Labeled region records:
────────────────────

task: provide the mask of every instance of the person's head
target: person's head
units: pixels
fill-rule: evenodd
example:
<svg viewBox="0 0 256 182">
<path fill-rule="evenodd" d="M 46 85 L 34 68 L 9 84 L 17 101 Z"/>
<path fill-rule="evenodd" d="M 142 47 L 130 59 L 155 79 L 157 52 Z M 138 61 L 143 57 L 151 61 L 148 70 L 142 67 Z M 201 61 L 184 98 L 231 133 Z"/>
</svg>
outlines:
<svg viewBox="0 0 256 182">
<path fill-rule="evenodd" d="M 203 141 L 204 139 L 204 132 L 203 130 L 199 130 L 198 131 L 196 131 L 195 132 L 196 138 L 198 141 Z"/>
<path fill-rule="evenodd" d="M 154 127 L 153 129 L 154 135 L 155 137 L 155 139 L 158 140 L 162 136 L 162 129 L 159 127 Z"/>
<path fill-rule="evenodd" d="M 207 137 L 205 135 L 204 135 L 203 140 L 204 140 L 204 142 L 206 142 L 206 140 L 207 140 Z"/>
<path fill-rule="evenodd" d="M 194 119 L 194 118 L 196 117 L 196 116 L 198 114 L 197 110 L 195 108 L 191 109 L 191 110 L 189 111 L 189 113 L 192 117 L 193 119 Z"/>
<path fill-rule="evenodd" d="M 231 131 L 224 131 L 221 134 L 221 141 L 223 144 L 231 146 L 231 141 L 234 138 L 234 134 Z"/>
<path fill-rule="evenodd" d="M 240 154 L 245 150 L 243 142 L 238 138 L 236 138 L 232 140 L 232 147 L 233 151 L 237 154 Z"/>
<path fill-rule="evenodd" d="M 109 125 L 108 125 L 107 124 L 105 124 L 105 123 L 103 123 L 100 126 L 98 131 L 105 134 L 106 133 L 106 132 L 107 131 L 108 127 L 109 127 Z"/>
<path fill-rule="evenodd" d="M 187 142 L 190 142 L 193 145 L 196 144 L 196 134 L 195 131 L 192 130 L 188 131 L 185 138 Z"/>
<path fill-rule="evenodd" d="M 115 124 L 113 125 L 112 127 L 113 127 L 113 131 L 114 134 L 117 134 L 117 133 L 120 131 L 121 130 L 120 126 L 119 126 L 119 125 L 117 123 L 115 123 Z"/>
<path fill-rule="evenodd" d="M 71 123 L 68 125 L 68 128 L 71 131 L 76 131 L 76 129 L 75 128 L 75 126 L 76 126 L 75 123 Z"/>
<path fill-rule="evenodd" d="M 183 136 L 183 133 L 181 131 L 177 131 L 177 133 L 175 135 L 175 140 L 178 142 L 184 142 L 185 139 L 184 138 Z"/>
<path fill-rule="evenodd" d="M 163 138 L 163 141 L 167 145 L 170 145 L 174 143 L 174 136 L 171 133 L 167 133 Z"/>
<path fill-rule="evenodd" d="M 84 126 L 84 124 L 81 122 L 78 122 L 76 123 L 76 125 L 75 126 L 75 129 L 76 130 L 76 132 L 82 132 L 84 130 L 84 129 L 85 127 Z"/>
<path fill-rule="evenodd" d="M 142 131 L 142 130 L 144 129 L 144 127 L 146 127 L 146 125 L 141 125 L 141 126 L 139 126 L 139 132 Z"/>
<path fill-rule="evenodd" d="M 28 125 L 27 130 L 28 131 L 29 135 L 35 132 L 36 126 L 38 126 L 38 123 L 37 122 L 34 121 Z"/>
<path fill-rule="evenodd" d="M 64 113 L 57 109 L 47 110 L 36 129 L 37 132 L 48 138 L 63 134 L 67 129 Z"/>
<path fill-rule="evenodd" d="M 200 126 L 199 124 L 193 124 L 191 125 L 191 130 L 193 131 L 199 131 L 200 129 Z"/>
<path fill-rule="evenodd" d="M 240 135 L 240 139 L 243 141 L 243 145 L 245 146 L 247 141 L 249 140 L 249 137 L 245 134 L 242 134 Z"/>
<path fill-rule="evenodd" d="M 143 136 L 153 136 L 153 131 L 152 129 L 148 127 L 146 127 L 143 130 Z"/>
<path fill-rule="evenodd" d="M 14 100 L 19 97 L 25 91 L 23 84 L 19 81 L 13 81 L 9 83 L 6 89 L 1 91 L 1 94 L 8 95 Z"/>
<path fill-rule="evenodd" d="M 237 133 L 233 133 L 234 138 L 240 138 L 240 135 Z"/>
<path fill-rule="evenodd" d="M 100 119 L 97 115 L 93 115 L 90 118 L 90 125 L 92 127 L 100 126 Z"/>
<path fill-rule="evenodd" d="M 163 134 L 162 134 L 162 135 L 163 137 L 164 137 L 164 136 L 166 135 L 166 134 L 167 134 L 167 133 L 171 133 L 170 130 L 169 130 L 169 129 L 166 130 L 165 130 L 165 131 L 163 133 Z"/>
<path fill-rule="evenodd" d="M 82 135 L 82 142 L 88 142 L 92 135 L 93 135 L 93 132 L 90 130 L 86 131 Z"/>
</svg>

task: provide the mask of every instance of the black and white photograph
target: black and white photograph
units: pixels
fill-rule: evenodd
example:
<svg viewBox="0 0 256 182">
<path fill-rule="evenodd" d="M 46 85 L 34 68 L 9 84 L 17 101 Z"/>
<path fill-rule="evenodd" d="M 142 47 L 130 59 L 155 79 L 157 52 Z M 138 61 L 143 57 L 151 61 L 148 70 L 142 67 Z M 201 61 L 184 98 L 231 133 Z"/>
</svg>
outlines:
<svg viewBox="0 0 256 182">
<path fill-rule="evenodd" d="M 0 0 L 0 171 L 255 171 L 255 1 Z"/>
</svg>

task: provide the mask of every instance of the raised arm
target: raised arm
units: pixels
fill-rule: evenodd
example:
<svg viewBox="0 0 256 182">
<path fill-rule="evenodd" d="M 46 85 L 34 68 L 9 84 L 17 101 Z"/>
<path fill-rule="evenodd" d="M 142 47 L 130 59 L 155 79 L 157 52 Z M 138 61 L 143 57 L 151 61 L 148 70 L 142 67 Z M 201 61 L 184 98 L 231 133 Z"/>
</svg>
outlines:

────────────────────

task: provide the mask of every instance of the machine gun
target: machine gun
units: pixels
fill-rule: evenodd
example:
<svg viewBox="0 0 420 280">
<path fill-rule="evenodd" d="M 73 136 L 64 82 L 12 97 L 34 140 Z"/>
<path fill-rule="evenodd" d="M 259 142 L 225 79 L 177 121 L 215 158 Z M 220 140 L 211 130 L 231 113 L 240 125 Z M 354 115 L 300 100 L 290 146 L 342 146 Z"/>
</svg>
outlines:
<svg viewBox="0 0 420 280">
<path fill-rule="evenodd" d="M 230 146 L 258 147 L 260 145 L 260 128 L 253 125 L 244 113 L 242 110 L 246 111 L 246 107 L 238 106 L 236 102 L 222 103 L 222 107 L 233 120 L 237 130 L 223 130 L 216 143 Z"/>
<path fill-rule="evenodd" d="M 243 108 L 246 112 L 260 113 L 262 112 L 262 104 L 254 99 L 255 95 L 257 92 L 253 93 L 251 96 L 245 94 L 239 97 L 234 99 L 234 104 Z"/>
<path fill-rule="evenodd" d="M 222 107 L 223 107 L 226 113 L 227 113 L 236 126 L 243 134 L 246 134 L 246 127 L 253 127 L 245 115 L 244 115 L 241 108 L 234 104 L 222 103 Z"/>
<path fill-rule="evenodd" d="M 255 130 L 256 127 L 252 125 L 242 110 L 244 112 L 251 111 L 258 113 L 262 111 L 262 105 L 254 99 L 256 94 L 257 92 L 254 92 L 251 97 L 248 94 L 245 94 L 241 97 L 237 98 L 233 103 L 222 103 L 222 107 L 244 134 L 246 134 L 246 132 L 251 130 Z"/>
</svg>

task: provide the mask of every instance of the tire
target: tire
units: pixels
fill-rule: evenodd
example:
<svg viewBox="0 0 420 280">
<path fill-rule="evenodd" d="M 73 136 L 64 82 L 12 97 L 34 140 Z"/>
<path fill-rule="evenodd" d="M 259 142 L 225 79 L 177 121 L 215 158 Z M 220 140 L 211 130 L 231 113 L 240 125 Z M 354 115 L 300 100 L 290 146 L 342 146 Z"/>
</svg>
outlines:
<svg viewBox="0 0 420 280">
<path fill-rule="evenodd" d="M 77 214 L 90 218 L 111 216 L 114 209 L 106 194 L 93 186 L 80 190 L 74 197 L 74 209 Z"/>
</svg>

────────────────────

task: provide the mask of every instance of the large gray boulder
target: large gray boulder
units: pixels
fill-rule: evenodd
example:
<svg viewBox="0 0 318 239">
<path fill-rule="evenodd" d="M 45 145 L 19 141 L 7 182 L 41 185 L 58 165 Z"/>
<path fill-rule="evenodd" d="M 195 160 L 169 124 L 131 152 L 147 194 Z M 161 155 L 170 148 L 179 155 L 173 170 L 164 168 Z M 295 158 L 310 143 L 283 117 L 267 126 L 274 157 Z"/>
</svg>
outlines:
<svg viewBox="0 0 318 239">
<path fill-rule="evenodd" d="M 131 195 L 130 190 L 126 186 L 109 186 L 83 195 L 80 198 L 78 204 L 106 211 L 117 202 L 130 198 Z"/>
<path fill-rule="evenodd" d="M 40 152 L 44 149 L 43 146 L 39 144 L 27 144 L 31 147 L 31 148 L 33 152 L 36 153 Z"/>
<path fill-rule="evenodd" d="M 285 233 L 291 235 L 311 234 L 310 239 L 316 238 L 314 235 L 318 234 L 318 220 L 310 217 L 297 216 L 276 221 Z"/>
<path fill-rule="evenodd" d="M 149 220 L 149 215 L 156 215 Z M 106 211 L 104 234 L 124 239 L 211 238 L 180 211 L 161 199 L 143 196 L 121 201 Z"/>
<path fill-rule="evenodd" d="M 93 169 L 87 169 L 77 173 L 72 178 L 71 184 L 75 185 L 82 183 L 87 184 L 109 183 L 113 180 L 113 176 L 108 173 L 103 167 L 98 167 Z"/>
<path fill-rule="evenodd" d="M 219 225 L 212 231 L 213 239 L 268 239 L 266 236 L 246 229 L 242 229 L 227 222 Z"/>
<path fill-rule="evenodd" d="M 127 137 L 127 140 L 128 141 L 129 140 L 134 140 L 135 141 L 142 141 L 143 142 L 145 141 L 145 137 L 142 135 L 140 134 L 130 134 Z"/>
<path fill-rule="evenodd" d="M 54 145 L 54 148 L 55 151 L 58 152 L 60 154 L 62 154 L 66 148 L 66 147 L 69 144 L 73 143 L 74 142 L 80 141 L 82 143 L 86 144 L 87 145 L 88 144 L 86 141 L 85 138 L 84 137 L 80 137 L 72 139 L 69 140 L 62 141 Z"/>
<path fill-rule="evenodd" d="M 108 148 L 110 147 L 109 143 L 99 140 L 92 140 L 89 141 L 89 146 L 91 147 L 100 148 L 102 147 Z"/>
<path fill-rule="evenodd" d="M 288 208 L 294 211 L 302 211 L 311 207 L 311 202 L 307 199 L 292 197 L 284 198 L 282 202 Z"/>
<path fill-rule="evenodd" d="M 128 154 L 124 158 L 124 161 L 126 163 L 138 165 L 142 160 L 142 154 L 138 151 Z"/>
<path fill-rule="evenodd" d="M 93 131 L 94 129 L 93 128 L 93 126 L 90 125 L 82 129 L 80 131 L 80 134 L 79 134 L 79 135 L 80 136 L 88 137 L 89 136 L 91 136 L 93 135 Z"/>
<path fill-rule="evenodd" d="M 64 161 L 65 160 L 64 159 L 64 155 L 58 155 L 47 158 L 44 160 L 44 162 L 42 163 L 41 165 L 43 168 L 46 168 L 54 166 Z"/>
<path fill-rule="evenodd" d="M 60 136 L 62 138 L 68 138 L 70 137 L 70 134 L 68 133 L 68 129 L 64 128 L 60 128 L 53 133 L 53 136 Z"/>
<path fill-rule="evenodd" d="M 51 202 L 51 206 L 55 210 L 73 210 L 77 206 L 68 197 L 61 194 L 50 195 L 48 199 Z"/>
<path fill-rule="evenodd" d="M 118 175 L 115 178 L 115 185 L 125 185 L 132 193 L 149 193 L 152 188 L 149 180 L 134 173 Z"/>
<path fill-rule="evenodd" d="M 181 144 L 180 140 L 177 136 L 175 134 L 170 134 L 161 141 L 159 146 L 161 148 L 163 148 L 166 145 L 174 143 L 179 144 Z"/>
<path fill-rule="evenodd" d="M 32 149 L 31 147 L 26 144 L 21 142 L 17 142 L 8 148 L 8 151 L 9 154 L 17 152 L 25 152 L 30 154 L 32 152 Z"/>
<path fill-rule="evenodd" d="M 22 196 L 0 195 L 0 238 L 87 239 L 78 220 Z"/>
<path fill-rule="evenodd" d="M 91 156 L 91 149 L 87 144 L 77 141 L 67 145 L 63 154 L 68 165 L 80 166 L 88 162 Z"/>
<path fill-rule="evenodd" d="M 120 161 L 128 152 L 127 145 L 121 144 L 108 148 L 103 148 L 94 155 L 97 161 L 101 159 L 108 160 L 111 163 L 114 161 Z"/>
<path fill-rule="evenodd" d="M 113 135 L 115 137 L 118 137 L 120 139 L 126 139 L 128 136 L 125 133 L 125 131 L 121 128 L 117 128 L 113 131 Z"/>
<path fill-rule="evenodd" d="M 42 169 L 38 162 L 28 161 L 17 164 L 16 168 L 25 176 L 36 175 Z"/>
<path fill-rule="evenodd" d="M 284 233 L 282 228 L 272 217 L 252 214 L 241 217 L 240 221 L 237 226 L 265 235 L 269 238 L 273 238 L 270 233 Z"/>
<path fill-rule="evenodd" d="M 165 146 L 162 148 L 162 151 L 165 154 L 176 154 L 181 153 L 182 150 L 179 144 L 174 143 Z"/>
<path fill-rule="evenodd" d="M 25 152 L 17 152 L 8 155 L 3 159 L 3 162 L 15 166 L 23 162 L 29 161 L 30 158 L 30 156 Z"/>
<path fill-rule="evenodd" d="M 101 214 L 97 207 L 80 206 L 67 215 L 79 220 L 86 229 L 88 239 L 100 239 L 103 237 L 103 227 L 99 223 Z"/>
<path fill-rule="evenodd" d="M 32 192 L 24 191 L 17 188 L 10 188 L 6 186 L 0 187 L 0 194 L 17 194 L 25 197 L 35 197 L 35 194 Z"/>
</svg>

────────────────────

= STATED GOAL =
Find every line in the material above that contains the word "photograph", and copy each one.

= OUTPUT FOR THIS EXERCISE =
task: provide the mask of every instance of the black and white photograph
target: black and white photograph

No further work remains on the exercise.